>> START Quoted text
An appeal to the Director’s determination to revoke a permit or approval shall be heard by the Planning Commission. This section does not apply to the revocation of discretionary permits pursuant to 6.4.1.G.

The Director has the authority to issue a stop work order in the following circumstances:

  1. Whenever any building or structure or site or part thereof is being demolished, constructed, reconstructed, altered, or repaired in a hazardous manner, in violation of any state or municipal building law, or in a manner that endangers life or property, the Director has the authority to issue a stop-work order for the specific part of the work that is in violation or presents the hazard.

  2. With or without revoking permits, the Director may issue an order to stop work on any property on which there is an uncorrected violation of either a provision of this Code, or a provision of an entitlement, or other form of authorization issued under this Code.

  3. The stop-work order shall be in writing directed to the person doing the work, and shall specify the provisions of this Code or other law allegedly in violation, and the conditions for resumption of work. After any such order has been served, no work shall proceed on any building, other structure, or tract of land covered by such order, except to correct such violation or comply with the order.

  4. The stop-work order shall also indicate that failure to comply with the order may subject the violator to civil and/or criminal liability as penalty for the violation(s).

  5. Once conditions for resumption of the work have been met, the Director shall rescind the stop-work order.
>> END Quoted text
#### Actions to take:
A. According to the code excerpt on stop-work orders, which body hears an appeal of the Director's decision to revoke a permit or approval?
B. Write the next part of the code excerpt on stop-work orders, picking up after its final numbered item.
The rows that follow come from a different source than the code excerpt.
>> START Excerpted data
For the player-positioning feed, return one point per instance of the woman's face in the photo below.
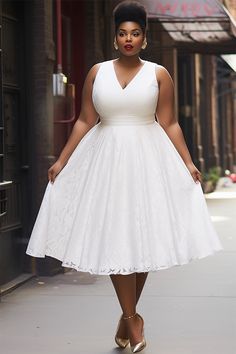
(129, 38)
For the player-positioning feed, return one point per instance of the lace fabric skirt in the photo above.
(125, 202)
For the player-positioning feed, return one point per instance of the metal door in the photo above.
(13, 143)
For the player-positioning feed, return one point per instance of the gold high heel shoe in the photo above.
(141, 345)
(121, 342)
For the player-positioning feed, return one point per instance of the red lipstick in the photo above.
(128, 47)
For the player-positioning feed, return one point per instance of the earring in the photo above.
(144, 44)
(115, 45)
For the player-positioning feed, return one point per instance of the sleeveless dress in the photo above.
(125, 201)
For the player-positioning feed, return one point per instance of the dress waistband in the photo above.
(127, 120)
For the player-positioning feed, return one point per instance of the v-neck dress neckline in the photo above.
(133, 78)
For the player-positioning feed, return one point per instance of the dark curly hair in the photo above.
(130, 11)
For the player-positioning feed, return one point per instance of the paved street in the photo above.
(187, 310)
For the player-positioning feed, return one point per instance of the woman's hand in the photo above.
(195, 173)
(54, 170)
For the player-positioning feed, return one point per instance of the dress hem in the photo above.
(123, 271)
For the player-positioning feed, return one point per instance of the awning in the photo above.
(194, 21)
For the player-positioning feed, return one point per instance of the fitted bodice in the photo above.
(134, 104)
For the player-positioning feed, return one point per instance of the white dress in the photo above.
(125, 201)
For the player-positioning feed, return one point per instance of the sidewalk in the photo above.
(187, 310)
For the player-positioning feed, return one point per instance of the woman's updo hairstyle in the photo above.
(130, 11)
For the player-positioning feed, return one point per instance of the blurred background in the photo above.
(46, 50)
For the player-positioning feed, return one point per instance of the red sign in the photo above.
(183, 8)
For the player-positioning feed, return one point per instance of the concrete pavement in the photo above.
(187, 310)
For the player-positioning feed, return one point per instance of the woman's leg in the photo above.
(140, 281)
(128, 289)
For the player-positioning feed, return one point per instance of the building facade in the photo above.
(40, 38)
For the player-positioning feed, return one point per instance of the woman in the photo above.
(125, 197)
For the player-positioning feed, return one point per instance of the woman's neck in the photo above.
(129, 61)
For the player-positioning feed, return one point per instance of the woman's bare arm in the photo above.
(87, 119)
(166, 117)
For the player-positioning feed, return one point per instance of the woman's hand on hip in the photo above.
(54, 170)
(195, 173)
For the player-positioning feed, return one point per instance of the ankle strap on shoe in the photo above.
(128, 317)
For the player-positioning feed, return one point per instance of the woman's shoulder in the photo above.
(156, 65)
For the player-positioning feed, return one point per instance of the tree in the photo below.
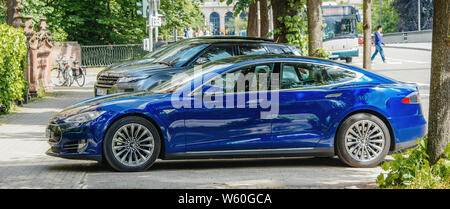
(252, 24)
(264, 13)
(314, 26)
(439, 114)
(367, 27)
(407, 11)
(281, 9)
(389, 16)
(10, 4)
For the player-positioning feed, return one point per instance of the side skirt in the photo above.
(255, 153)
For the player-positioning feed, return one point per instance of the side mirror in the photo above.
(211, 90)
(201, 61)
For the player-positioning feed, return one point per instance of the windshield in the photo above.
(338, 27)
(179, 55)
(181, 79)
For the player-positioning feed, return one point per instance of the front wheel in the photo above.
(363, 140)
(131, 144)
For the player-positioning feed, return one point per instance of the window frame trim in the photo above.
(357, 77)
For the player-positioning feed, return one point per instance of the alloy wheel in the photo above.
(133, 144)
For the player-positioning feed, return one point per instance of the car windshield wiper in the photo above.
(170, 63)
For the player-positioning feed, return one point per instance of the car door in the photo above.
(237, 123)
(309, 103)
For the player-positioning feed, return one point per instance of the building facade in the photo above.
(217, 14)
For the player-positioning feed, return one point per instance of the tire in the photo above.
(80, 79)
(143, 160)
(372, 148)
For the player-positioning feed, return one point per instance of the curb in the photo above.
(405, 47)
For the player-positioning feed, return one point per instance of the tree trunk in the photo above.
(264, 13)
(280, 8)
(314, 12)
(439, 115)
(252, 24)
(367, 27)
(10, 11)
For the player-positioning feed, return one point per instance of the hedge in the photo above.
(13, 60)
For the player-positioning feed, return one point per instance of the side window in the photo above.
(216, 52)
(249, 78)
(275, 49)
(252, 49)
(301, 75)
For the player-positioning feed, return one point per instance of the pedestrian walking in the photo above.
(378, 44)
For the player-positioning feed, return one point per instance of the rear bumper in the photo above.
(407, 130)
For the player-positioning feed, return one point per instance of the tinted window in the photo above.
(217, 52)
(274, 49)
(249, 78)
(300, 75)
(252, 50)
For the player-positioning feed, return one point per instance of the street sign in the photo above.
(155, 22)
(146, 44)
(143, 8)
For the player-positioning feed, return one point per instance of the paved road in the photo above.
(24, 165)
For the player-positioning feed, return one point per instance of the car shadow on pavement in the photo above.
(161, 165)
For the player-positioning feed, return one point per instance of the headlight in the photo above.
(84, 117)
(131, 79)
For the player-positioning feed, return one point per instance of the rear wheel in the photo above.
(363, 140)
(131, 144)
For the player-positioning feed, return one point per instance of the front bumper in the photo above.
(116, 88)
(73, 141)
(74, 156)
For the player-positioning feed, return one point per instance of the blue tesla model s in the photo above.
(248, 106)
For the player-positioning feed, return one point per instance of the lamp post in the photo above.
(418, 15)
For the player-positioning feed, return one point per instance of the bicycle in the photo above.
(78, 74)
(61, 75)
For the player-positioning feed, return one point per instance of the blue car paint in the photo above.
(313, 126)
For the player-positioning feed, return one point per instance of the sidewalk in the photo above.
(23, 163)
(416, 46)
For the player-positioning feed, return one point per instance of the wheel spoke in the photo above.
(364, 140)
(133, 144)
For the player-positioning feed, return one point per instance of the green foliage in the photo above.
(3, 12)
(13, 54)
(413, 170)
(238, 24)
(180, 14)
(389, 14)
(296, 27)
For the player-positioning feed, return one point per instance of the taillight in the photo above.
(412, 98)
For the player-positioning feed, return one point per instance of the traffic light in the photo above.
(143, 8)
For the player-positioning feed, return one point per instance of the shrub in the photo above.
(13, 58)
(413, 170)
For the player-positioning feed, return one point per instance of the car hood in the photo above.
(139, 69)
(97, 102)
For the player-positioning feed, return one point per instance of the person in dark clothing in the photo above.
(159, 43)
(378, 44)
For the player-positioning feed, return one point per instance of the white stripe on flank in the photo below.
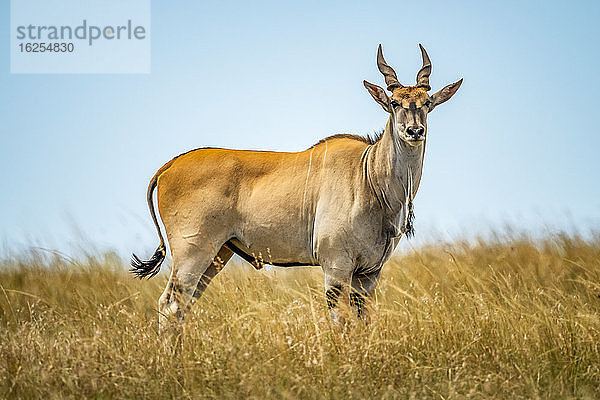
(307, 176)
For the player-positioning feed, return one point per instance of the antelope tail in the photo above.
(149, 268)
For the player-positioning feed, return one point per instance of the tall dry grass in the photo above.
(506, 318)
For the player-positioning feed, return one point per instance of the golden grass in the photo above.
(496, 319)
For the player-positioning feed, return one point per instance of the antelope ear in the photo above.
(379, 95)
(445, 94)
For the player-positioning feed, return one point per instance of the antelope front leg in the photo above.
(337, 282)
(363, 287)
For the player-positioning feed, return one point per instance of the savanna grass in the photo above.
(504, 318)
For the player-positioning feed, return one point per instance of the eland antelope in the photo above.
(342, 204)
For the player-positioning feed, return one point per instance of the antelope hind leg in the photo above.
(190, 262)
(363, 287)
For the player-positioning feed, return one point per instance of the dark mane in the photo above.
(368, 139)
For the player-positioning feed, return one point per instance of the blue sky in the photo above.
(518, 144)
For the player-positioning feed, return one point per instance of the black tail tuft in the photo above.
(148, 268)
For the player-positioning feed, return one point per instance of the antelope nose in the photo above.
(415, 132)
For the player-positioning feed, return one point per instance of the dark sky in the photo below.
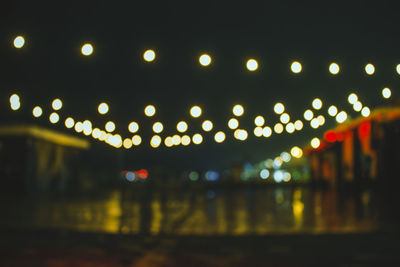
(50, 65)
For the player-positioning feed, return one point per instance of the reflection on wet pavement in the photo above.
(199, 212)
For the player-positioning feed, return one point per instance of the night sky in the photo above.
(50, 65)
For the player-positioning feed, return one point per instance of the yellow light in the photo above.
(182, 126)
(155, 141)
(278, 128)
(87, 49)
(279, 108)
(133, 127)
(207, 125)
(149, 55)
(252, 65)
(233, 123)
(205, 60)
(334, 68)
(103, 108)
(219, 137)
(197, 139)
(267, 131)
(308, 115)
(185, 140)
(365, 111)
(195, 111)
(238, 110)
(315, 142)
(57, 104)
(290, 127)
(369, 69)
(259, 121)
(54, 118)
(332, 111)
(296, 67)
(284, 118)
(37, 111)
(127, 143)
(19, 42)
(136, 140)
(69, 122)
(386, 92)
(110, 126)
(298, 125)
(296, 152)
(149, 110)
(258, 131)
(158, 127)
(317, 104)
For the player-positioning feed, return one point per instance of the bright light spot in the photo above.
(290, 127)
(219, 137)
(195, 111)
(103, 108)
(259, 121)
(284, 118)
(197, 139)
(149, 110)
(185, 140)
(149, 55)
(267, 131)
(207, 125)
(136, 140)
(181, 126)
(308, 115)
(158, 127)
(264, 174)
(110, 126)
(87, 49)
(296, 152)
(19, 42)
(317, 104)
(334, 68)
(386, 92)
(279, 108)
(332, 111)
(258, 131)
(133, 127)
(369, 69)
(365, 111)
(278, 128)
(233, 123)
(205, 60)
(296, 67)
(54, 118)
(298, 125)
(155, 141)
(341, 116)
(238, 110)
(57, 104)
(252, 65)
(315, 142)
(37, 111)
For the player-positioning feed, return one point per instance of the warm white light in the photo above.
(133, 127)
(54, 118)
(205, 60)
(19, 42)
(233, 123)
(149, 110)
(37, 111)
(87, 49)
(296, 67)
(252, 65)
(149, 55)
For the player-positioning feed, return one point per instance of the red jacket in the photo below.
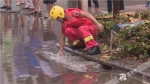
(74, 20)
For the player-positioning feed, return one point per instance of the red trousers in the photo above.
(82, 35)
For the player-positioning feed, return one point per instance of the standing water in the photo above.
(30, 56)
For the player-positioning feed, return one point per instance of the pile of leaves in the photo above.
(134, 41)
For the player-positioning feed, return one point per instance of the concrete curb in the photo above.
(116, 66)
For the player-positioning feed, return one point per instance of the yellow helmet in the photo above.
(57, 11)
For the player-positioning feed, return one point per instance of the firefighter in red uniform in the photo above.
(79, 26)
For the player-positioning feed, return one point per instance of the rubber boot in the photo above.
(94, 50)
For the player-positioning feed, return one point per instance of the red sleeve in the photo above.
(75, 12)
(62, 30)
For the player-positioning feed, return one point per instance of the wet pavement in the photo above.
(29, 56)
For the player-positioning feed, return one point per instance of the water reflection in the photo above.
(23, 65)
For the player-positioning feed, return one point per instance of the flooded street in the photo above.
(30, 56)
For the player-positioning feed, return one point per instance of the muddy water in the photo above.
(29, 56)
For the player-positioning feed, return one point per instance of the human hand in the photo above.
(100, 27)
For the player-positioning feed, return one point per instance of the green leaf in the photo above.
(105, 48)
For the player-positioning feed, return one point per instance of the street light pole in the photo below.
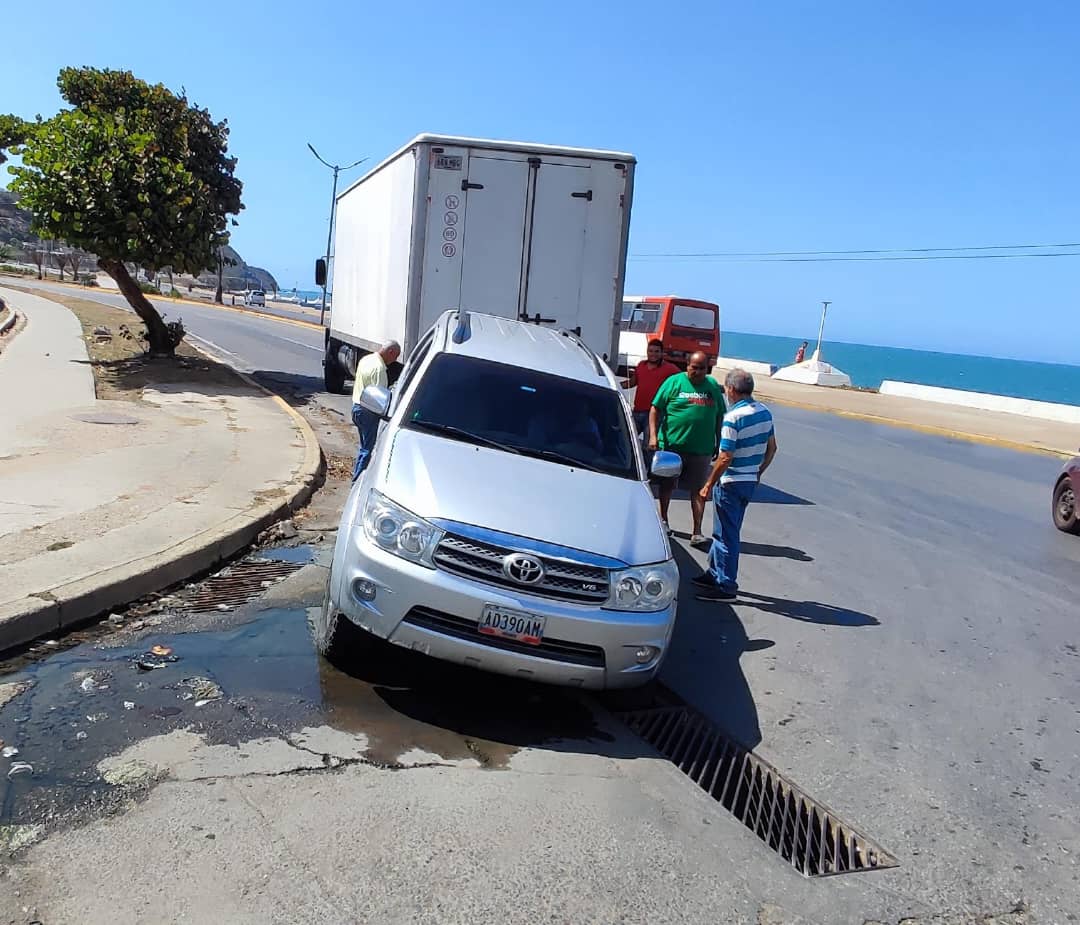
(329, 232)
(821, 330)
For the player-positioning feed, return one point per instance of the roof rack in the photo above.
(463, 331)
(575, 335)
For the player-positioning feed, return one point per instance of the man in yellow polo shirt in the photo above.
(370, 371)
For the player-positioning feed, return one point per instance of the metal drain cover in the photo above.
(804, 832)
(238, 585)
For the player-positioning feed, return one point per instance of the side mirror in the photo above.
(376, 400)
(665, 465)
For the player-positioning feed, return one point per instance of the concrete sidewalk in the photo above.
(990, 427)
(103, 501)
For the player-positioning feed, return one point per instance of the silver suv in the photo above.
(504, 521)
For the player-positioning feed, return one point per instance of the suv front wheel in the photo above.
(337, 638)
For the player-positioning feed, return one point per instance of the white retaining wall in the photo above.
(1047, 411)
(748, 365)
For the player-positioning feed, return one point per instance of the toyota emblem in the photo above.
(523, 568)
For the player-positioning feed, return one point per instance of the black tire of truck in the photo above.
(1066, 514)
(333, 372)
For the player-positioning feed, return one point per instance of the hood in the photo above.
(447, 480)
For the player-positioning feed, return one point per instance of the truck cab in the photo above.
(685, 325)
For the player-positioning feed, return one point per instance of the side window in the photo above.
(415, 362)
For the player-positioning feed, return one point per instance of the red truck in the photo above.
(685, 325)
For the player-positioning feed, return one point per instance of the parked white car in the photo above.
(504, 521)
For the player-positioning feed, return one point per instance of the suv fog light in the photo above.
(645, 654)
(363, 590)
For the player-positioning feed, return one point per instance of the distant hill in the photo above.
(238, 275)
(15, 229)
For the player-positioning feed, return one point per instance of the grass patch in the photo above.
(121, 365)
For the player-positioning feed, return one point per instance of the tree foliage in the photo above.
(134, 173)
(12, 133)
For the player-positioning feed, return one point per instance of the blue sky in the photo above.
(783, 126)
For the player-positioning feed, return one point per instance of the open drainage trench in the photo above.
(234, 678)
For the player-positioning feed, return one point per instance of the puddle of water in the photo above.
(273, 684)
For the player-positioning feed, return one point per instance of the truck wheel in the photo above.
(337, 638)
(333, 374)
(1066, 515)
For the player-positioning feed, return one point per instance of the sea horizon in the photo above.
(869, 364)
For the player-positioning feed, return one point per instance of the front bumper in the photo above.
(435, 613)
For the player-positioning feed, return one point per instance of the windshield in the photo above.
(524, 412)
(640, 317)
(692, 316)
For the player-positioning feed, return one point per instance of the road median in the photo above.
(124, 474)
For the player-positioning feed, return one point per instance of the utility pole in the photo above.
(821, 330)
(329, 232)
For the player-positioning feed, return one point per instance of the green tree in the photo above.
(133, 173)
(12, 133)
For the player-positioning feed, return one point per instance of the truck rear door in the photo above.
(574, 249)
(496, 199)
(515, 235)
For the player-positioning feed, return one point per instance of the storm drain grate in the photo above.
(238, 585)
(797, 828)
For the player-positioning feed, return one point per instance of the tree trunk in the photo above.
(158, 333)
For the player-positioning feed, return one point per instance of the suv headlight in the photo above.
(644, 588)
(397, 531)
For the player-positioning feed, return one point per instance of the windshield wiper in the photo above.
(459, 433)
(562, 457)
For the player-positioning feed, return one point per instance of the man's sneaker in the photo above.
(716, 594)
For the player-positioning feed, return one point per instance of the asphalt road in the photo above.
(907, 647)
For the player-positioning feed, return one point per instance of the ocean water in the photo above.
(868, 365)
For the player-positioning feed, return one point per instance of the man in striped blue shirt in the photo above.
(747, 444)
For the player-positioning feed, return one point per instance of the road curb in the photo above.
(986, 440)
(10, 321)
(59, 608)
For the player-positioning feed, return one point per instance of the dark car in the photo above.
(1066, 493)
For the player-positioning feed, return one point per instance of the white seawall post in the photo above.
(754, 366)
(1028, 407)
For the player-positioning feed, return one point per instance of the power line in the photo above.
(880, 251)
(718, 258)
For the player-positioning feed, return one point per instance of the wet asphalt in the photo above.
(240, 675)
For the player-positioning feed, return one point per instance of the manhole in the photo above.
(238, 585)
(804, 832)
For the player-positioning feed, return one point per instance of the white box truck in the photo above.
(527, 231)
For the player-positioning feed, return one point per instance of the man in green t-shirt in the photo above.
(686, 418)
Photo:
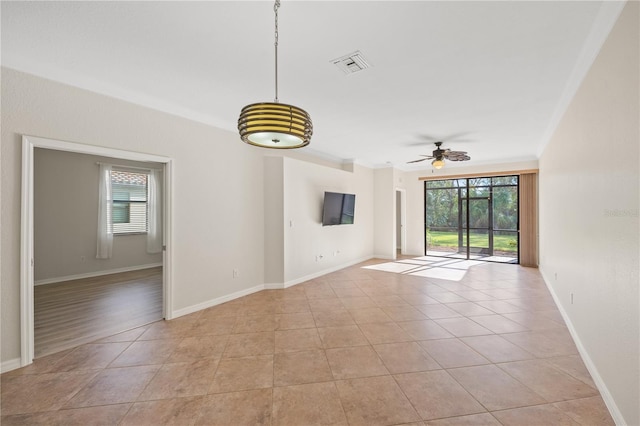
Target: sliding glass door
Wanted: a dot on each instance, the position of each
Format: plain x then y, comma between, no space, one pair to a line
472,218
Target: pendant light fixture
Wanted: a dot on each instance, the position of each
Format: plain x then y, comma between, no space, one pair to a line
272,124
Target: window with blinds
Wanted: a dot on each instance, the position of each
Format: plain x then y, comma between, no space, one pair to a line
129,202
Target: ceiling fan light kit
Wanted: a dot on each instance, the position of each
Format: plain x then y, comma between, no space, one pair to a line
272,124
439,155
438,163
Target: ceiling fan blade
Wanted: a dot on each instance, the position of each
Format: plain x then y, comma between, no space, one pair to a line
417,161
459,158
451,154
>> END Excerpted data
#### Expected answers:
A. The Planning Commission.

B.
Any building, structure, or recreation vehicle, set up, erected, constructed, altered, enlarged, converted, moved or maintained contrary to the provisions of this Code or any use of land, building or premises conducted, operated or maintained contrary to the provisions of this Ordinance or contrary to a permit or variance or the terms and conditions imposed therein shall be, and the same is hereby declared to be unlawful and a public nuisance, and the Director shall commence action or proceedings for the abatement and removal and enjoinment thereof in the manner provided by law and shall take such other steps and shall apply to such court or courts as may have jurisdiction to grant relief as will abate and remove such building, structure or vehicle and restrain and enjoin any person, firm or corporation from setting up, erecting, building, maintaining, or using any such building, structure, or vehicle or using any property contrary to the provisions of this Code.

In the performance of his duties, the Director shall have the authority and impunities of a public officer and employee as set forth in CA PEN §836.5 to make arrests without a warrant whenever the Director has reasonable cause to believe that the person to be arrested has committed a misdemeanor in his presence which is a violation of this Code.

In addition to the procedures authorized by Section 6.6.9.F, upon a determination by the Director that a violation exists, the notice required by Section 6.6.1 may include a notice to the owner that costs of abatement, as defined by Section 6.6.9.I may be assessed against the owner if the violation is not corrected. If such notice is provided it shall include a provision that the owner may, within 15 days from the date notice was mailed, request in writing the opportunity to appear before the Board of Supervisors to contest the Director’s determination. That request shall be subject to the same fee as charged for an appeal of the Director’s determination, unless a different fee is established by the Board of Supervisors, but such request shall be heard by the Board of Supervisors.

6.6.9.I. Costs of Enforcement-Confirmation

Section titled “6.6.9.I. Costs of Enforcement-Confirmation”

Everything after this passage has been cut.